(Source passage Opens)
Esri / geoportal-server-harvester

Metadata Harvester for Esri Geoportal Server
http://esri.github.io/geoportal-server/
Apache License 2.0
31 stars 25 forks source link

Feat/sdsc/folder big #76

Closed valentinedwv closed 6 years ago

valentinedwv commented 6 years ago

Split into smaller folders when harvest is large

pandzel-zz commented 6 years ago

David, I need a little bit of the information regarding the context of this pull request, like:

Looking forward for your input.

valentinedwv commented 6 years ago

If a harvest has 10's to 100'k records, storing in a single folder is a large performance hit, aka slow performance to list all files.

Limiting # files in folder to < 10k solves this issue.

hold on, not fully working.

valentinedwv commented 6 years ago

Sanitized file names

valentinedwv commented 6 years ago

ready

pandzel-zz commented 6 years ago

Looks like file LargeDataSetDirectoryAssigner class is/was part of another project authored by bozyurt on 12/1/15. Is there a reference to that project? What is the license for that code?
(Source passage Closes)
(Study material Opens)
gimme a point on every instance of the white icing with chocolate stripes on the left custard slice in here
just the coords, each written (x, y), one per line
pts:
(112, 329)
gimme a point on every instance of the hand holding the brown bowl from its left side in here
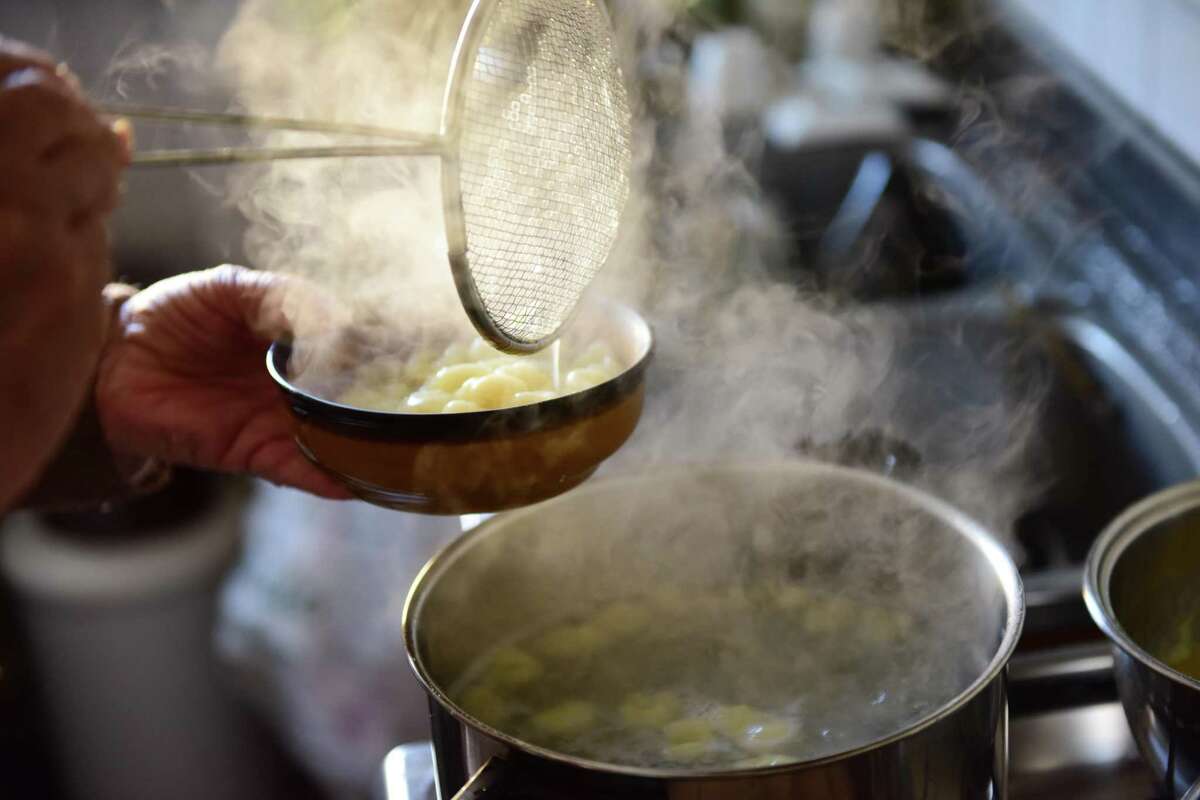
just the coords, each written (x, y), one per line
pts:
(185, 380)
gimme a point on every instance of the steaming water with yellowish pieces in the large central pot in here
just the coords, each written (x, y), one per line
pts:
(727, 678)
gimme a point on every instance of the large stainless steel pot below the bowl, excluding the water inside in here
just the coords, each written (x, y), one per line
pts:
(693, 528)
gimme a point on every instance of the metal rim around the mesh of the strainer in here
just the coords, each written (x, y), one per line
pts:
(463, 65)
(Study material Closes)
**Prompt 1:**
Using the harvester pull request thread, answer each question briefly:
(a) What does the pull request do when a harvest is large?
(b) What limit on the number of files in a folder is said to solve the performance issue?
(c) Which class does pandzel-zz say looks like part of another project?
**Prompt 2:**
Write the next part of the harvester pull request thread, picking up after pandzel-zz's question about the other project and its license.

**Task result 1:**
(a) It splits the harvest into smaller folders.
(b) Fewer than 10k files per folder.
(c) The LargeDataSetDirectoryAssigner class.

**Task result 2:**
valentinedwv commented 6 years ago

Is part of our processing pipeline: https://github.com/CINERGI/Foundry/blob/master/LICENSE.md

zguo commented 6 years ago

Thanks for the contribution, will it be possible to provide it under apache 2.0 license or BSD or MIT? As the product will be used by commercial users as well, the following language in the license would be a concern:

Permission to make commercial use of this software may be obtained by contacting: Technology Transfer Office 9500 Gilman Drive, Mail Code 0910 University of California La Jolla, CA 92093-0910 (858) 534-5815invent@ucsd.edu

Thanks,

valentinedwv commented 6 years ago

Apache 2 is fine

zguo commented 6 years ago

great, thanks!